▶ Requirement:
Everything from the line that contains "Detect the building" through the last line of the listing must be copied exactly, with both of those lines included and no others.

....

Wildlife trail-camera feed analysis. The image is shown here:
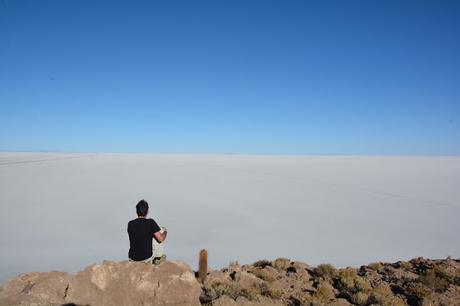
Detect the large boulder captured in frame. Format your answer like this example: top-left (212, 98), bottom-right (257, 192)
top-left (0, 271), bottom-right (70, 305)
top-left (0, 260), bottom-right (201, 306)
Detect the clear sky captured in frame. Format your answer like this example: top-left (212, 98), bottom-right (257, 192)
top-left (1, 0), bottom-right (459, 154)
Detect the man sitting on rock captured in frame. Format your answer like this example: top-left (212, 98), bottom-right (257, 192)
top-left (128, 199), bottom-right (167, 264)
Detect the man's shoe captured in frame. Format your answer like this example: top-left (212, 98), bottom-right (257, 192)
top-left (153, 254), bottom-right (166, 265)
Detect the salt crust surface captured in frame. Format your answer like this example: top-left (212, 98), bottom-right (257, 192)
top-left (1, 152), bottom-right (459, 283)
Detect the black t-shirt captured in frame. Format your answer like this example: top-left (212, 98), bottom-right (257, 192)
top-left (127, 218), bottom-right (161, 261)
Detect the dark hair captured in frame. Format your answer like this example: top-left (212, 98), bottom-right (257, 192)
top-left (136, 199), bottom-right (149, 217)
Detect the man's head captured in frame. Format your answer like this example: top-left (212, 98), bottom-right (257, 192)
top-left (136, 199), bottom-right (149, 217)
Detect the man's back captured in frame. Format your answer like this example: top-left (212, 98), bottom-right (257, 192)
top-left (127, 218), bottom-right (161, 261)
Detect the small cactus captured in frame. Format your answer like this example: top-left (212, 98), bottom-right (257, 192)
top-left (198, 249), bottom-right (208, 283)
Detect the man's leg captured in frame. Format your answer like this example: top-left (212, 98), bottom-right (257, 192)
top-left (152, 238), bottom-right (166, 265)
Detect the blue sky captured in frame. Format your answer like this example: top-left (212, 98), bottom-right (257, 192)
top-left (1, 0), bottom-right (459, 154)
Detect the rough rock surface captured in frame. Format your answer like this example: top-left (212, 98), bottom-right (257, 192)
top-left (0, 260), bottom-right (201, 306)
top-left (1, 257), bottom-right (460, 306)
top-left (0, 271), bottom-right (70, 305)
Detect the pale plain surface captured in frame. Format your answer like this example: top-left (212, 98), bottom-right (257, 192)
top-left (0, 153), bottom-right (459, 283)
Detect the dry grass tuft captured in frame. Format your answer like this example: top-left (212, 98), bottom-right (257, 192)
top-left (354, 276), bottom-right (371, 292)
top-left (203, 281), bottom-right (259, 301)
top-left (272, 258), bottom-right (291, 270)
top-left (368, 262), bottom-right (384, 271)
top-left (421, 268), bottom-right (449, 291)
top-left (314, 284), bottom-right (335, 301)
top-left (337, 268), bottom-right (359, 291)
top-left (259, 283), bottom-right (283, 299)
top-left (398, 261), bottom-right (413, 270)
top-left (253, 259), bottom-right (272, 269)
top-left (314, 264), bottom-right (337, 280)
top-left (369, 284), bottom-right (406, 306)
top-left (229, 260), bottom-right (239, 267)
top-left (352, 291), bottom-right (369, 305)
top-left (408, 283), bottom-right (433, 303)
top-left (252, 267), bottom-right (276, 282)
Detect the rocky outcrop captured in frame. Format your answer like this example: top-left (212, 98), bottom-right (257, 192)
top-left (201, 257), bottom-right (460, 306)
top-left (0, 260), bottom-right (201, 306)
top-left (1, 257), bottom-right (459, 306)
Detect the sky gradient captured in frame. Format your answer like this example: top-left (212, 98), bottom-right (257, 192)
top-left (1, 0), bottom-right (459, 154)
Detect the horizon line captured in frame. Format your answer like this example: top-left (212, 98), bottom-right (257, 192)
top-left (1, 150), bottom-right (459, 157)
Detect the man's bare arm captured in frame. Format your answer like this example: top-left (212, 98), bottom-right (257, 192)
top-left (154, 230), bottom-right (167, 242)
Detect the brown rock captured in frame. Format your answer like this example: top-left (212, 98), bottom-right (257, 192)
top-left (66, 260), bottom-right (201, 306)
top-left (291, 261), bottom-right (311, 275)
top-left (384, 265), bottom-right (418, 282)
top-left (0, 271), bottom-right (70, 305)
top-left (234, 271), bottom-right (265, 288)
top-left (204, 270), bottom-right (233, 287)
top-left (0, 260), bottom-right (201, 306)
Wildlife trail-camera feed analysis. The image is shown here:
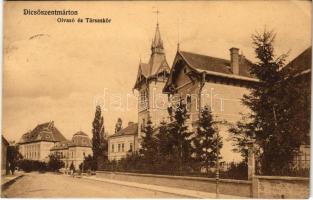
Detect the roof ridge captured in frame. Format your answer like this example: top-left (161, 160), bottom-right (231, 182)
top-left (180, 50), bottom-right (230, 62)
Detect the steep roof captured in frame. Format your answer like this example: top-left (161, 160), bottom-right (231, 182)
top-left (163, 50), bottom-right (258, 93)
top-left (133, 24), bottom-right (170, 90)
top-left (151, 24), bottom-right (163, 50)
top-left (2, 136), bottom-right (9, 146)
top-left (18, 121), bottom-right (67, 144)
top-left (109, 123), bottom-right (138, 138)
top-left (282, 46), bottom-right (312, 76)
top-left (179, 51), bottom-right (255, 78)
top-left (50, 131), bottom-right (92, 150)
top-left (71, 131), bottom-right (92, 147)
top-left (138, 63), bottom-right (150, 78)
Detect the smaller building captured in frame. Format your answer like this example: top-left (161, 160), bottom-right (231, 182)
top-left (2, 136), bottom-right (9, 176)
top-left (108, 122), bottom-right (138, 161)
top-left (50, 131), bottom-right (92, 170)
top-left (18, 121), bottom-right (67, 162)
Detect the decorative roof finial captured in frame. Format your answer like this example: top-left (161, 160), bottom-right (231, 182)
top-left (153, 8), bottom-right (160, 25)
top-left (151, 10), bottom-right (164, 54)
top-left (177, 18), bottom-right (180, 52)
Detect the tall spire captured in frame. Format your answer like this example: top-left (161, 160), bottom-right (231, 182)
top-left (151, 22), bottom-right (164, 54)
top-left (151, 9), bottom-right (164, 54)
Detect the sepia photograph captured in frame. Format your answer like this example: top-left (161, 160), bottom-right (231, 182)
top-left (1, 0), bottom-right (311, 198)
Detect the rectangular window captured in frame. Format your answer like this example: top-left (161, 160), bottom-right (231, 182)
top-left (122, 144), bottom-right (124, 152)
top-left (118, 144), bottom-right (120, 152)
top-left (130, 143), bottom-right (133, 152)
top-left (112, 144), bottom-right (114, 152)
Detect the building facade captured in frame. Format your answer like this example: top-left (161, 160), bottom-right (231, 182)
top-left (133, 23), bottom-right (170, 142)
top-left (50, 131), bottom-right (92, 170)
top-left (163, 48), bottom-right (258, 162)
top-left (108, 122), bottom-right (138, 161)
top-left (18, 121), bottom-right (93, 170)
top-left (18, 121), bottom-right (67, 162)
top-left (282, 47), bottom-right (311, 169)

....

▶ Expected answer:
Detect the building facade captured in frame. Format your answer like this example: top-left (161, 160), bottom-right (231, 182)
top-left (133, 23), bottom-right (170, 142)
top-left (50, 131), bottom-right (92, 170)
top-left (163, 48), bottom-right (258, 162)
top-left (108, 122), bottom-right (138, 161)
top-left (18, 121), bottom-right (93, 170)
top-left (18, 121), bottom-right (67, 162)
top-left (282, 47), bottom-right (311, 169)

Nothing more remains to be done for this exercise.